→ **WHAT THE EXERCISE ASKS**
Would you repeat each line below exactly, without the pictures?

(Stored data entries)
####################
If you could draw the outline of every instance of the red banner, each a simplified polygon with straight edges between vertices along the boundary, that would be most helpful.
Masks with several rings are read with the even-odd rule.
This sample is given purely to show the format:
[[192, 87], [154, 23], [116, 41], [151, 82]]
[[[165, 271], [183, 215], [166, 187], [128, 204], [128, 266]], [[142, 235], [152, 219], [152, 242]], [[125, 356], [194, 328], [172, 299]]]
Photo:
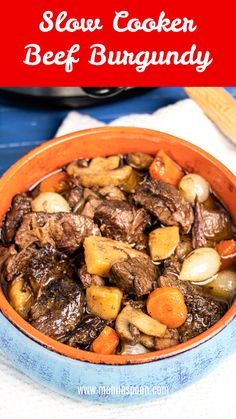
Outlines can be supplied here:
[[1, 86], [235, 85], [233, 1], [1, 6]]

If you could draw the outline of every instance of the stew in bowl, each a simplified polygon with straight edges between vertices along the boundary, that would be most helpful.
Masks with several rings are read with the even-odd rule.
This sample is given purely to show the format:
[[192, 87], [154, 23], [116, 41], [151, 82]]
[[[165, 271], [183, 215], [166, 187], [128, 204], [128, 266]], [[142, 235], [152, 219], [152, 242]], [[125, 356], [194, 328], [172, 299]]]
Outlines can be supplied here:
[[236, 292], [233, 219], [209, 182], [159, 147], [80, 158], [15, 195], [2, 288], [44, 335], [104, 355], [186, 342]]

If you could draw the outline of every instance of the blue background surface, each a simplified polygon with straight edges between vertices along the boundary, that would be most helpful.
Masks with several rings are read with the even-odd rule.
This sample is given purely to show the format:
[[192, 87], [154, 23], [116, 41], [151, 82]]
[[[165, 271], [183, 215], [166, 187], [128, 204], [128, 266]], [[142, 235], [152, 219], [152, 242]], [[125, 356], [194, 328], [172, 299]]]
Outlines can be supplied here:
####################
→ **RESPONSE AREA**
If you could draw the outline of every instance of the red banner, each a simplified polygon with straight edges between vertices along the boundary, that would be most helpful.
Masks with several rings are read with the even-odd rule.
This sample is given purely to show the format:
[[192, 87], [154, 23], [116, 41], [151, 82]]
[[[165, 271], [183, 215], [166, 187], [128, 204], [128, 266]], [[142, 235], [152, 219], [152, 242]], [[125, 356], [194, 328], [172, 299]]]
Photo:
Outlines can be supplied here:
[[1, 86], [235, 85], [233, 1], [1, 6]]

If you could draw the outline of every instance of the stew in bowl, each a simplified polygon with straight edges between vertices along the boundary, that would be most helpful.
Masks with several rings are read with the even-odd rule.
This sample is given purely to show the format:
[[192, 87], [154, 23], [116, 41], [151, 82]]
[[[165, 271], [183, 215], [166, 187], [128, 204], [128, 266]], [[142, 235], [152, 219], [152, 242]], [[125, 356], [194, 328], [172, 299]]]
Outlines can be supplied here:
[[236, 292], [233, 219], [209, 182], [159, 147], [80, 158], [15, 195], [2, 288], [44, 335], [104, 355], [186, 342]]

If you could draw the outline of every instance of the blue background surface, each a simplified polygon with straight edges between vertices along the boundary, that would be most helpful.
Masks with several rings are read with the even-odd rule.
This sample is given purely to show the format:
[[192, 87], [154, 23], [116, 41], [151, 82]]
[[[165, 271], [183, 215], [166, 187], [128, 204], [128, 266]], [[142, 235], [152, 219], [152, 242]], [[125, 356], [194, 328], [172, 299]]]
Outlines can be supplied here:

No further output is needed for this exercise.